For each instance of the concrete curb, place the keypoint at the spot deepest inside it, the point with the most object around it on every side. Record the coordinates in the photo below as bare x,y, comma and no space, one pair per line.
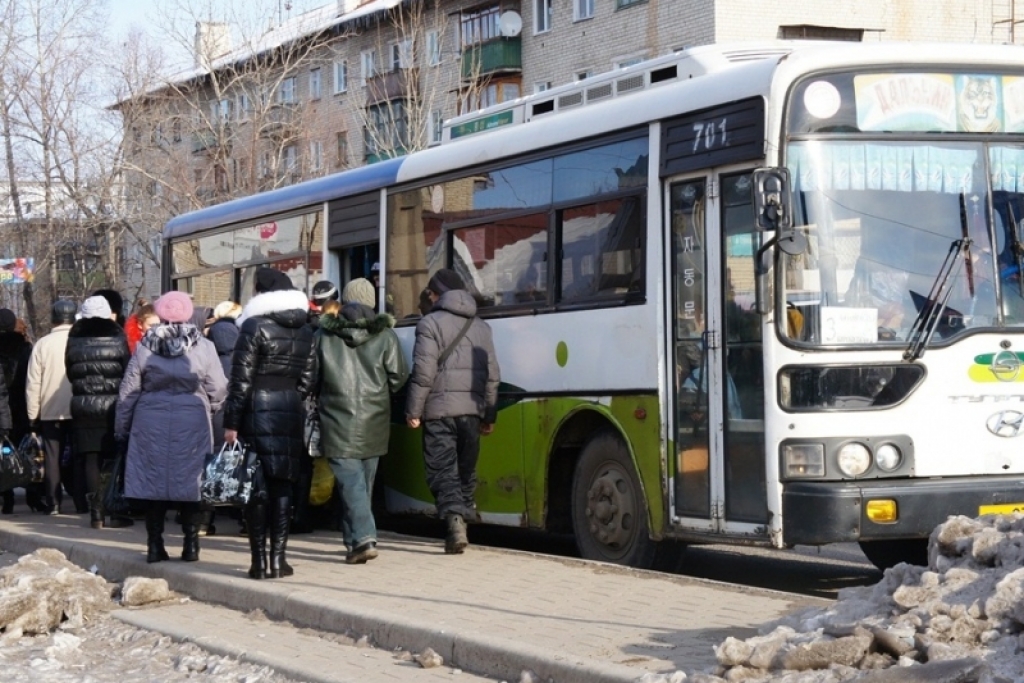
472,651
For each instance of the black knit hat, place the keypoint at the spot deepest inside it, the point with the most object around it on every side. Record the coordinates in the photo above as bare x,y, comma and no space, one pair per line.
445,280
62,312
268,280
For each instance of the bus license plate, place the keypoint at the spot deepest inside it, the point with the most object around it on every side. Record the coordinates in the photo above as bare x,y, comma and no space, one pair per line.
1004,509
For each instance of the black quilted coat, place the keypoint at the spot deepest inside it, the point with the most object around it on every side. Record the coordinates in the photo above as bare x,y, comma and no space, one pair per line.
273,369
95,357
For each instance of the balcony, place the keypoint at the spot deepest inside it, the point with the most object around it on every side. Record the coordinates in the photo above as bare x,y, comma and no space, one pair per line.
501,55
211,140
396,84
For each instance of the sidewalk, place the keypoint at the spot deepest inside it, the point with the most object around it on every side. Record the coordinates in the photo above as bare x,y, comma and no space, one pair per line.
489,611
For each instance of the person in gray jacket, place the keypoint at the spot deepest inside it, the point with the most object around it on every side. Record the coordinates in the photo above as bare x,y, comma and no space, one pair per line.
173,384
453,392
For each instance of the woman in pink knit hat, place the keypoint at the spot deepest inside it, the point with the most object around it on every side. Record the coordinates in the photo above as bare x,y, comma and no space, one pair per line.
173,383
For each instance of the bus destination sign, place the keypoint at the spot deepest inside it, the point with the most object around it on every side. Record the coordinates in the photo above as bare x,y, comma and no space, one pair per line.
725,134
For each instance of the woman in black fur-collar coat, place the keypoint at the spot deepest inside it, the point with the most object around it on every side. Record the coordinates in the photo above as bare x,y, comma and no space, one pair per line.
95,358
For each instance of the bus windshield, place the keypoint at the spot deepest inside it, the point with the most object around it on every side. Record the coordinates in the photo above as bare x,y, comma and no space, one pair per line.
881,218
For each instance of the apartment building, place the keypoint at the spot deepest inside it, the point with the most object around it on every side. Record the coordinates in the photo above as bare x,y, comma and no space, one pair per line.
358,81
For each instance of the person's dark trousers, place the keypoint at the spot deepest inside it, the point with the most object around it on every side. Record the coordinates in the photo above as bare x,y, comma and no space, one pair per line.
156,512
451,447
55,435
301,518
192,514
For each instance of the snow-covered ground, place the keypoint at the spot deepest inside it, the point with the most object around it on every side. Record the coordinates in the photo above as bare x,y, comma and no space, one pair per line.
961,619
57,629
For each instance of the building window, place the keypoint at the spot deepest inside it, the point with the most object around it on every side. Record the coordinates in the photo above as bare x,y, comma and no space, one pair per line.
542,15
807,32
314,84
623,63
400,54
583,9
315,155
368,63
242,107
290,159
479,26
286,94
433,48
340,77
341,151
436,124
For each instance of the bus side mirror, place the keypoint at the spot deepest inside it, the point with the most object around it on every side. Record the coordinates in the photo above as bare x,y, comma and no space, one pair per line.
772,205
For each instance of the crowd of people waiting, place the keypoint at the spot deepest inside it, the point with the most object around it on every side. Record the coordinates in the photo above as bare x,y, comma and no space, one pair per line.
174,383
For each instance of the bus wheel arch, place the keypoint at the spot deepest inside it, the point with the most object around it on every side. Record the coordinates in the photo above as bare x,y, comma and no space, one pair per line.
608,509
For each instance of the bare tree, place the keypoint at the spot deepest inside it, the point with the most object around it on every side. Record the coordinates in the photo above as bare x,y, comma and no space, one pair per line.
57,142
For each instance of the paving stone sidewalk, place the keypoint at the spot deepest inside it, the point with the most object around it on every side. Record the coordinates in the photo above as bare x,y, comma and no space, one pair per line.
494,612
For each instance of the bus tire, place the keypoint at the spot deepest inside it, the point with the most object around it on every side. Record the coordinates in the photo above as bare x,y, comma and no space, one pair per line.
886,554
609,514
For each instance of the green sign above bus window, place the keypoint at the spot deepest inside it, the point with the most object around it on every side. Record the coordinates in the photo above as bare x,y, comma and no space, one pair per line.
483,123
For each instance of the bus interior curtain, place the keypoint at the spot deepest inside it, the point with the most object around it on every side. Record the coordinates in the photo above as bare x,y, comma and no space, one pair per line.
895,167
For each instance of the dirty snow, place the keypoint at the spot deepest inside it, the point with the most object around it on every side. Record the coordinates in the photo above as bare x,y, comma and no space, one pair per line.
57,629
961,619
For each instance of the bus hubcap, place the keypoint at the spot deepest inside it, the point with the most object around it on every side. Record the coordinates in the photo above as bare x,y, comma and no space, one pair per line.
609,508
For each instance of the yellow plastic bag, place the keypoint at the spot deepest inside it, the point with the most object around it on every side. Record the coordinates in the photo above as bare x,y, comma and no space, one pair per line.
323,486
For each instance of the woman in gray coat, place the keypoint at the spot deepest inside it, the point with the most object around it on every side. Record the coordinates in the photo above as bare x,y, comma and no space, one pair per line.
173,384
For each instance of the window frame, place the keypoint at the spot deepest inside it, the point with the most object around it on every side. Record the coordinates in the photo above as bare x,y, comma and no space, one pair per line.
340,77
583,10
543,16
315,83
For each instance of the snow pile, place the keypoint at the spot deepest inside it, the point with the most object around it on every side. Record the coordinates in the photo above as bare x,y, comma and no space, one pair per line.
43,591
961,619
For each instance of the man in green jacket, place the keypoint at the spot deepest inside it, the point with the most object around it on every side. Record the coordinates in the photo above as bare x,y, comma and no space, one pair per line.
361,365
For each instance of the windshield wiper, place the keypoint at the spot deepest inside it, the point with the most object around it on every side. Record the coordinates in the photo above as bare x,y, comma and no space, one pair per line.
1016,247
935,304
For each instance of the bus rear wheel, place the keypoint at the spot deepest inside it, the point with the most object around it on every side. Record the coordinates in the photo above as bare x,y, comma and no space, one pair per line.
886,554
609,514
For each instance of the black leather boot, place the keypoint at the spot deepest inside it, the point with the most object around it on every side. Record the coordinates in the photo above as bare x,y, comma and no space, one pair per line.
281,517
457,540
95,511
155,551
256,523
189,526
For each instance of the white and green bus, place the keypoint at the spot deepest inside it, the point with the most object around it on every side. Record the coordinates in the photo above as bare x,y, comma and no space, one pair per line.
759,294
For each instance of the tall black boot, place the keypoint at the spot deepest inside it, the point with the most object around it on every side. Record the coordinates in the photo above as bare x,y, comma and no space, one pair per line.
281,514
95,510
155,551
189,526
256,522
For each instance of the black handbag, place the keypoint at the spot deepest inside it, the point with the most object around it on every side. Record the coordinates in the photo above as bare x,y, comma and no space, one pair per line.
31,451
232,476
14,470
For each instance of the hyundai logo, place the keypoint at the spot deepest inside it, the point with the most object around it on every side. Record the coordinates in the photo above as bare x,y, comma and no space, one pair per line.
1006,366
1007,424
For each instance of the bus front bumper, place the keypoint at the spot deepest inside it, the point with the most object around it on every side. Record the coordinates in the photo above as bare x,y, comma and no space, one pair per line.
820,512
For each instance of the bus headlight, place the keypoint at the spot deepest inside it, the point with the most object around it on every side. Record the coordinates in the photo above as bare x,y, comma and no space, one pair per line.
888,457
854,459
803,460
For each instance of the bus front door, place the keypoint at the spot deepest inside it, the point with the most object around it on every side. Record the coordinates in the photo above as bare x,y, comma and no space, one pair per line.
719,386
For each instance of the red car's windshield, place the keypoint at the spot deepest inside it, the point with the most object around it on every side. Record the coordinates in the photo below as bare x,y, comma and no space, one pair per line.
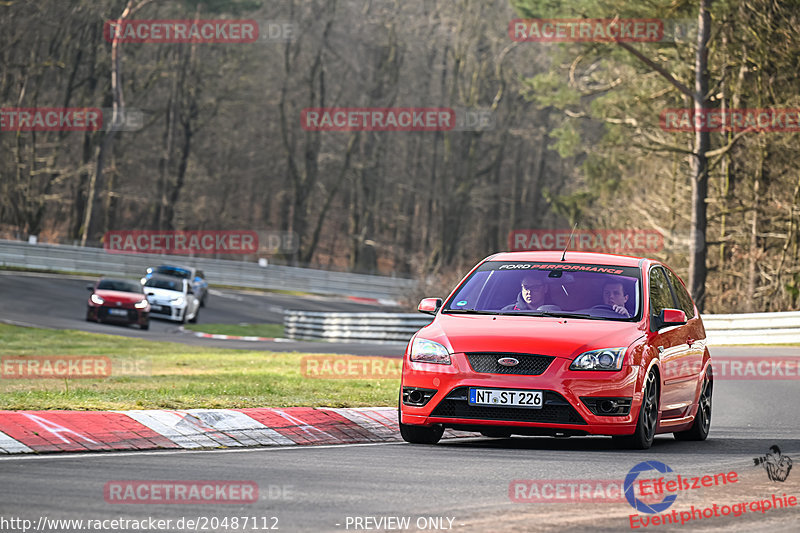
524,287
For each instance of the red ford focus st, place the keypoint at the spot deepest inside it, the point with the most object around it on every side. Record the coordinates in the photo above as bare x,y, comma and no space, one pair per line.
531,344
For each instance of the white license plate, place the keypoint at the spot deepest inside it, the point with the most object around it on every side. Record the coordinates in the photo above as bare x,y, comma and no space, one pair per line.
506,398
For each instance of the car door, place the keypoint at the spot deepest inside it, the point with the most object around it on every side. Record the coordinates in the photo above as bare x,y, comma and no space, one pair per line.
694,337
192,303
671,344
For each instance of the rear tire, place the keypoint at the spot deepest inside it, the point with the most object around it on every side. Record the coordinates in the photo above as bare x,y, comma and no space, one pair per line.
419,434
647,421
702,422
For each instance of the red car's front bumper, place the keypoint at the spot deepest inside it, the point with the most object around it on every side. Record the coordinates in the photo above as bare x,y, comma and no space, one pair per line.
565,408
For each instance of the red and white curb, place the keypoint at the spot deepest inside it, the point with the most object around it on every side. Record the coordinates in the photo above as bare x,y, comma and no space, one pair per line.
78,431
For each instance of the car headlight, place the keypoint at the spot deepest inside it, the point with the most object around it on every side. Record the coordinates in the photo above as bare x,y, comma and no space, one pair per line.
425,351
605,359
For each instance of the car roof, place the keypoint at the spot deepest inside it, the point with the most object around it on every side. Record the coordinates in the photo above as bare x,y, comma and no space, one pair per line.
176,267
167,278
571,257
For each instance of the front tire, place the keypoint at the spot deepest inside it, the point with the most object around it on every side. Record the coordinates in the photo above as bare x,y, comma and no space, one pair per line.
647,421
419,434
702,422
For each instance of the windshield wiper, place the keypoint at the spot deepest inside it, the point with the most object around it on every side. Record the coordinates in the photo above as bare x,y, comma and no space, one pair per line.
470,312
556,314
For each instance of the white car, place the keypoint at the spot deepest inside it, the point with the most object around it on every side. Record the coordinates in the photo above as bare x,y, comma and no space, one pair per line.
172,298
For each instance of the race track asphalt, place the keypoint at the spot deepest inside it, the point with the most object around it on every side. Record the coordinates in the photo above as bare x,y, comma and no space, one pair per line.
337,488
318,488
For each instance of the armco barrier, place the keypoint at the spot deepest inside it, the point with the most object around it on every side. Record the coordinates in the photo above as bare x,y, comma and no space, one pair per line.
755,328
353,327
219,271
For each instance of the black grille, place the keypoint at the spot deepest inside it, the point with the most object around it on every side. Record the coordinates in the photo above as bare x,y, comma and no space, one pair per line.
529,365
555,410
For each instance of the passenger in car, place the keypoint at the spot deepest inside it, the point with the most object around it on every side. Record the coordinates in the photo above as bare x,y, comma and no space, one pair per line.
615,296
531,297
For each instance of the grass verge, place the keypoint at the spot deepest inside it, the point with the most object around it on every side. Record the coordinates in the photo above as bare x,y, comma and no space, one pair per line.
162,375
239,330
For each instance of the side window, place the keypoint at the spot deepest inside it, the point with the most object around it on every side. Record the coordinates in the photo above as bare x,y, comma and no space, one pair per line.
683,297
660,295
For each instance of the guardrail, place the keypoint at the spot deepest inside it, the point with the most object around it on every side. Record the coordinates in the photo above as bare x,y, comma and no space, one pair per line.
220,271
753,328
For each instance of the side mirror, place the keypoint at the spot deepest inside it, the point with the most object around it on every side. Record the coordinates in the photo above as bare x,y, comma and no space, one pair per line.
429,305
669,317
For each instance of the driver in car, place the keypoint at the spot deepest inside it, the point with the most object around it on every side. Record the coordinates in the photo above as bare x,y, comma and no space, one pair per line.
615,297
531,296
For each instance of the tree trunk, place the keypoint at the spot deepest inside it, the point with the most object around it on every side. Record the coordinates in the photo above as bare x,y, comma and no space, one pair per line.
702,143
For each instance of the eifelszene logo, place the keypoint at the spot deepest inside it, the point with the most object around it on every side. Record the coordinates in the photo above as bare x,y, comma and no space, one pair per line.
630,495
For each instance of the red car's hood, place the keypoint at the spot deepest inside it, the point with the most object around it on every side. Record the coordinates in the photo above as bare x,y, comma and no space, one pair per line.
119,296
540,335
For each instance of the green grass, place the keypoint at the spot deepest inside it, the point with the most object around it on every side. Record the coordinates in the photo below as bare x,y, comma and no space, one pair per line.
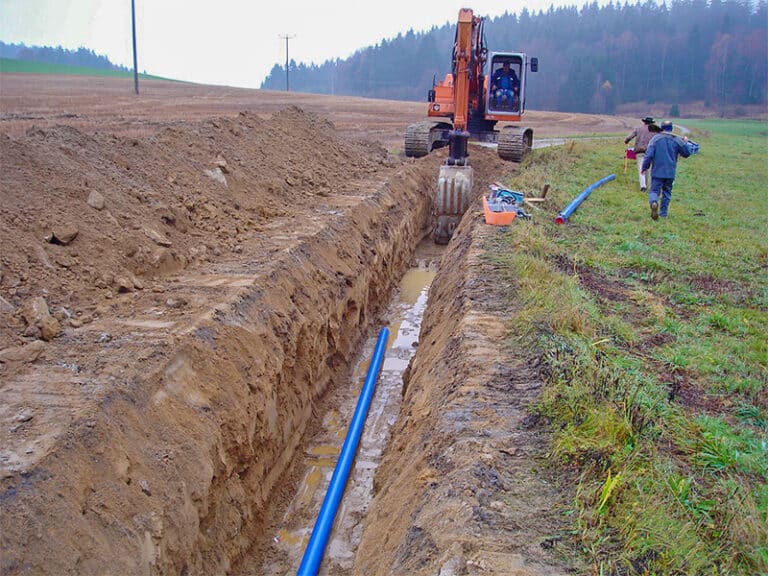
655,341
9,65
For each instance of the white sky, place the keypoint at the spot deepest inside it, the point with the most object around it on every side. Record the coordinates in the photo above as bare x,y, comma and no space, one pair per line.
232,42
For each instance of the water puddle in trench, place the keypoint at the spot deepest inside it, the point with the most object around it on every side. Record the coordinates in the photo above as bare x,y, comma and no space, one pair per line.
404,321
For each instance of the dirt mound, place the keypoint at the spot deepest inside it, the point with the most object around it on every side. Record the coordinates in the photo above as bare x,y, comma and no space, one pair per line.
84,217
173,304
183,275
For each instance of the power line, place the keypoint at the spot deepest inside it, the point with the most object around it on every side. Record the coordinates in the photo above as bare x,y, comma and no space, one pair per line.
133,31
287,84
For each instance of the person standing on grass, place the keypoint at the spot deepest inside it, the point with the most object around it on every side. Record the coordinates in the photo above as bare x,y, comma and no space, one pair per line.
662,153
642,135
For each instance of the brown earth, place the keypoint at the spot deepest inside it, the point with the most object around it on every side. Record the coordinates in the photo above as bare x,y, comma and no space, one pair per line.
184,274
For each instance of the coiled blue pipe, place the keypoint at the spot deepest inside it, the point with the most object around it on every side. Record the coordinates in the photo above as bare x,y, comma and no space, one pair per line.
313,555
563,216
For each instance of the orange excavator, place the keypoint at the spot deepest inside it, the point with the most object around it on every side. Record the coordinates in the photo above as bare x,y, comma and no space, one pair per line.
469,104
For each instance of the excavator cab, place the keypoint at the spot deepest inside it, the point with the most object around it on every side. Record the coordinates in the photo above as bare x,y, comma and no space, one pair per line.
505,86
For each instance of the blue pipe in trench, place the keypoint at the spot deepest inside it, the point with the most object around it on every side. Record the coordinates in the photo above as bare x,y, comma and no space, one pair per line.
313,555
571,208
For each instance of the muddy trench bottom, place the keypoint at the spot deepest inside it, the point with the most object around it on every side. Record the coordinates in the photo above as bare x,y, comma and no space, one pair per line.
283,546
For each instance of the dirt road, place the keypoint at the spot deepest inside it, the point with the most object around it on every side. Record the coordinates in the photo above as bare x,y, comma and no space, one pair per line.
184,276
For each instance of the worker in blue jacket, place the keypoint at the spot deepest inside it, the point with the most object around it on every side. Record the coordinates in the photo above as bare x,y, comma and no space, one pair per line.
505,87
662,153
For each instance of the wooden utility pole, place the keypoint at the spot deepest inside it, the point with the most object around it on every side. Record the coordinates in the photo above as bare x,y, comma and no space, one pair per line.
135,66
287,84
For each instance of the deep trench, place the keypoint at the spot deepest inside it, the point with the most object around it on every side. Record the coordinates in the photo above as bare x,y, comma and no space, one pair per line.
289,534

- - - -

### PROBLEM DESCRIPTION
Starting at the line that contains "For each instance of the deep" and ending at the last of the entries, write those lines out again with "trench" swapped for "ditch" and everything else left as it is.

### RESULT
For each instance of the deep ditch, place the keypoint at the spot deepest inside it, the point with the most object around it on every side. Record the coordinates in the photo above as bare x,y, comma and no space, one pair per line.
289,534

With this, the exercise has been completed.